→ What you should do
Can you echo back the lines in the listing below, from the line holding "point: yellow hard" through the line holding "Query: yellow hard hat", both of those included, character for character?

#### Excerpted data

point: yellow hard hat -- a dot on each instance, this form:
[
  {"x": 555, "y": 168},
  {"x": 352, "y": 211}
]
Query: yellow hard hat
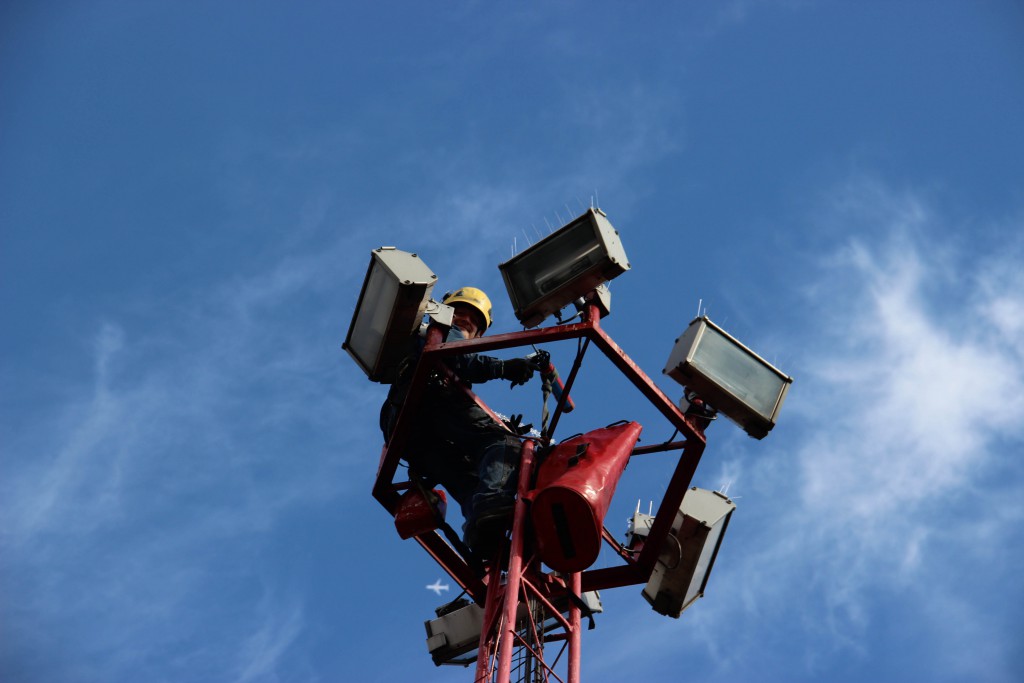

########
#### Excerpted data

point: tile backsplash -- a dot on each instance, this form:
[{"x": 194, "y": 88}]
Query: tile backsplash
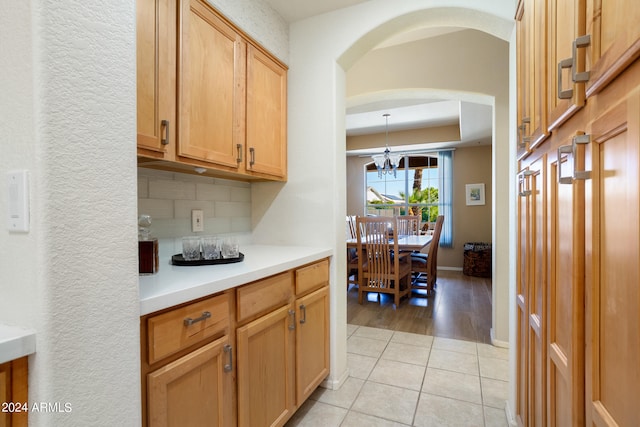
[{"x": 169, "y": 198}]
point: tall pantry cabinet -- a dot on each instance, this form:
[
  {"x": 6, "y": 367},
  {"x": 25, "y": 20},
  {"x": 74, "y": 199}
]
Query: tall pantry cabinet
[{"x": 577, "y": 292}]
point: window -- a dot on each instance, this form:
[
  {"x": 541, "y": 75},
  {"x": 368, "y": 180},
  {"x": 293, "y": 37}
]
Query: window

########
#### Excerpted data

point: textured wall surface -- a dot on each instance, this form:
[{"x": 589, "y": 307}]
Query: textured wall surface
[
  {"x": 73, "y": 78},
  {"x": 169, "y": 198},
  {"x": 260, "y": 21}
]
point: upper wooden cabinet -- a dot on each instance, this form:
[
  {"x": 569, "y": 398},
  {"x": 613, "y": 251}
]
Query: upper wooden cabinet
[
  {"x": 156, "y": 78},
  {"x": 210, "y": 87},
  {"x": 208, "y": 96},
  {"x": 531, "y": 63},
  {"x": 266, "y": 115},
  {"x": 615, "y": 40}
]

########

→ Finished exercise
point: yellow hard hat -- a dot on each instance, this form:
[
  {"x": 555, "y": 168},
  {"x": 352, "y": 211}
]
Query: yellow hard hat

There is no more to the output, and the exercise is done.